▸ **Work order**
Your task is to repeat the entries exactly. Leave the pictures out.

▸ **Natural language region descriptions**
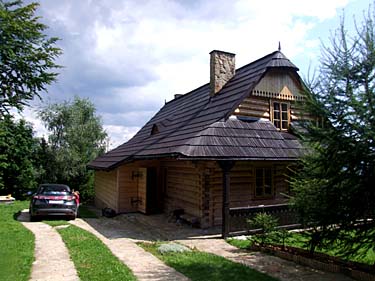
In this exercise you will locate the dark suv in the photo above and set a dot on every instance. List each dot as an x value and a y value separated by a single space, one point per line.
53 200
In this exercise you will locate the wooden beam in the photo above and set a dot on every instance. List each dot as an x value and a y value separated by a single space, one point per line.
226 166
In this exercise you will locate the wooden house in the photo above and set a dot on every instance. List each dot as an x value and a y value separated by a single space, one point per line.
225 144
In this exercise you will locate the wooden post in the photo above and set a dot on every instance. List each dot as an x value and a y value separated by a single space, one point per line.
226 166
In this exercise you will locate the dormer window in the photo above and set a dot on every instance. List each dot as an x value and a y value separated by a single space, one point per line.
154 130
280 115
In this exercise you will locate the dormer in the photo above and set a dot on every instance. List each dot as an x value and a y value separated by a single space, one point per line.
275 94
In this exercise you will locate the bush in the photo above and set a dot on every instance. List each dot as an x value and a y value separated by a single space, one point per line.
267 225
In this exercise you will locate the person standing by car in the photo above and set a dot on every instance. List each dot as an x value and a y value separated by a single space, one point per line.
76 194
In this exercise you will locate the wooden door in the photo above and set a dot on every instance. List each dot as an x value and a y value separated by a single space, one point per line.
152 194
142 192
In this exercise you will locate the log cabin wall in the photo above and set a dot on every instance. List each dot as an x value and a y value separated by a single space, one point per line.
132 185
242 187
106 189
127 188
275 85
183 187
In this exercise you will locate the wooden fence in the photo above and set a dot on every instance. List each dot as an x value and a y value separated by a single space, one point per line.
286 216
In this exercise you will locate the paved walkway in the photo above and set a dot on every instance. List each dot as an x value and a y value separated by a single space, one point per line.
52 260
271 265
144 265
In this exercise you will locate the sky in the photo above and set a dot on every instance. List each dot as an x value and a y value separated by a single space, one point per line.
129 57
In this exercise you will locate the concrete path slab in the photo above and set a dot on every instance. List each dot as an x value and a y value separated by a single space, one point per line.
52 260
271 265
144 265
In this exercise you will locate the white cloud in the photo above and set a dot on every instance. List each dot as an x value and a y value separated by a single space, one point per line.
129 56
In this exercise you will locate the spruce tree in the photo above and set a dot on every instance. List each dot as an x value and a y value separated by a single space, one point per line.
335 188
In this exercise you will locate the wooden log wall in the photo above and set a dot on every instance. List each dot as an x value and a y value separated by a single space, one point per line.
132 185
127 189
183 187
283 85
106 189
274 86
242 187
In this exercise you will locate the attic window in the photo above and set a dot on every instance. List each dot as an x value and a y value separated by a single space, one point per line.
281 115
154 130
263 182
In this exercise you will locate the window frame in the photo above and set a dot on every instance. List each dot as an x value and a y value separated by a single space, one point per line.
281 120
263 186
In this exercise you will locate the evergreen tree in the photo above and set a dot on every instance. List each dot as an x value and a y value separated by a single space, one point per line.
27 55
335 189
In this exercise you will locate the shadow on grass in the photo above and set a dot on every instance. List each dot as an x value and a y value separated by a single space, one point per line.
199 266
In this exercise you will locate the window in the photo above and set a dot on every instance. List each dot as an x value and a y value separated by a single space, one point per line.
263 182
281 115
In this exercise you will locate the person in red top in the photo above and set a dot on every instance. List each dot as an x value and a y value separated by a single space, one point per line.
76 194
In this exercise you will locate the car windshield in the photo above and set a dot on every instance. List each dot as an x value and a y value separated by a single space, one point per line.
54 190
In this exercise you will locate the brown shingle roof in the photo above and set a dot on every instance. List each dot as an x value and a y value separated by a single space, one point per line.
198 126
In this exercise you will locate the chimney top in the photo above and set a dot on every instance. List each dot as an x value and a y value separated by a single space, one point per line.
222 69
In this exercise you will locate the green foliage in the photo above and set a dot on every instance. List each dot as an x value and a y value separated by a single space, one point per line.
204 266
77 137
267 225
26 55
92 259
335 190
18 149
16 244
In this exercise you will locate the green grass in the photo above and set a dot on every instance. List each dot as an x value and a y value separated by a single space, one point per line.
199 266
16 244
92 258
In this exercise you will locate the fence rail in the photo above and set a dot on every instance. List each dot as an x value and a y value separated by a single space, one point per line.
238 216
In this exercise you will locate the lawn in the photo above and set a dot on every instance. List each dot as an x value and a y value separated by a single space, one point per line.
199 266
16 244
299 240
92 259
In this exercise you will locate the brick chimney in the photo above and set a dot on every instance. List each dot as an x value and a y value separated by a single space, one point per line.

▸ **Problem solution**
In this exercise you will locate the dark suv in the photo above and set a dot on every instance. List each dot as an x value and a y value separated by a single space, one point per line.
53 200
In this exercise you will locate the wooden beam in the photo above and set a dot on every instance. List each dot as an x value and a y value separated by a single space, one point per line.
226 166
In this exercise you will locate the wooden house in the photo above and set a dot on every instance. List each dot as an x value and a y value separated by a single space, one point per line.
225 144
In this exercise you will locate the wooden post in the photo above and set a dot on every instance. List each dot as an x value and a y value separated by a single space, one point per line.
226 166
In this exercise you will locate the dormer window in the photo above and set a dot on every instance. List each dot as an x value and a y value separated by a single space, one point per line.
154 130
280 115
In this exercise you will locate the dormer in the photo above and set a dot on every instance. List each dot as an x value and a y value separated by a single space, one point per line.
275 94
In this exercise you will locate the bush in the photo above and set a dot on every instance. List each dot as an x value and a y value separated by a single space, one point per line.
267 225
In this exercise you will locate the person standing by car in the photo above and set a dot on every instance. List each dot as an x value and a y value separated by a single space, one point per line.
76 194
In this exercise you will locate the wooden door in the photo above and set a dot on every instance. List each dot as an x value and a y value separated by a single space, one point per line.
152 194
142 192
In this exercise you will locate the log cabin wall in the photo above and set a dot on every instance. List each dot as an x value and a y value separated by a single space, one point per line.
132 185
242 187
106 189
127 188
275 85
183 187
In this exercise you will locate the wooden fence in the photo above and set a dot on every instance. List each dot as an x value and a y value separated by a single space, one point per line.
286 216
In this exercise you will locate the paved walkway in the photo above and set a dot on every instance. List each dot as an x value and a y value separated by a single space, one point per line.
52 260
271 265
144 265
In this exercise you will locate the sky in the photo above and set a dot on every instance. List each dot as an x value and a y value separated by a single space, one point per line.
129 57
In this exercise you will locate the concrete path slab in the photo above and set a dot on every instance. List each dot as an x value and a y value separated by a single space, one point per line.
52 260
271 265
144 265
In this exercise you will locate the white cloud in the photo above and set a dot on every instance. List each dot as an x value and a y value separated by a single space, one point per line.
129 56
In this exercise you will locate the spruce tree in the photo above and set a dot on every instance. List each dot as an x value and a y value separated by a single space, one point per line.
335 188
In this exercise you will locate the wooden log wall in the photo above and set a dot on every instance. List each dot as an x value and a y value separated by a single space, one point per line.
132 185
127 189
183 187
283 85
106 189
274 86
242 187
In this exercise you will locate the attic window in the photo above and set a dot on every instance. List each dot as an x value and a y value separated by a single space, one point per line.
281 115
154 130
263 182
In this exercise you will locate the window frame in the photo above and set a dot on every instance. List each dot as an x value and a y value separated by a single space, one point per line.
281 120
263 186
In this exercise you will locate the evergreen tree in the photo above and set a dot on every instance. List each dot as an x value and a y value separated by a single space, one point per line.
27 55
335 189
In this exercise you will locate the shadow on grass in the photo above and set a dot on every instance. List each dot as an x value and a y value separated by a single space, one point per line.
199 266
In this exercise you will locate the window in the photo above and set a dot on every instance. List each dot as an x value and a y value separated by a single space, one point per line.
263 182
281 115
In this exercise you will locate the person in red top in the photo above and set a dot on every instance. List each dot as an x value and a y value separated by a single space, one point per line.
76 194
In this exercise you will locate the car windshield in the photo above and set a dot on every instance. List each dot as an x value and a y value separated by a single space, one point per line.
54 190
In this exercise you will locate the brown shingle roof in the photo above and set a dot on every instance. List each dot as an x value and a y value separated by a single space, one point per line.
198 126
In this exercise you will locate the chimney top in the photo above and set a dot on every instance. List each dot as an x value and a y value separated by a single space, one point per line.
222 69
In this exercise you will locate the green foliage in the photo above and set a dot on every instance. List each dot as an x value and a y value separated by a single space, one point per line.
204 266
77 137
267 225
26 55
92 259
335 190
18 149
16 244
In this exercise you will locate the green grass in the photo above and set a dot on every instance. List each dot as an x value and a y value separated by a single space, one point per line.
199 266
16 244
92 258
In this exercise you will locate the fence rail in the photo above and set a dot on every instance. List each dot as an x value and a y value separated by a single space, one point per line.
238 216
In this exercise you will locate the lawn in the photo above and set a dot on every instance. List each dot as an x value and a y value separated by a single space, one point per line.
199 266
16 244
299 240
92 259
In this exercise you will locate the brick chimney in the photo above and set a dot on every instance. List each dot as an x value and a y value separated by a single space, one point per line.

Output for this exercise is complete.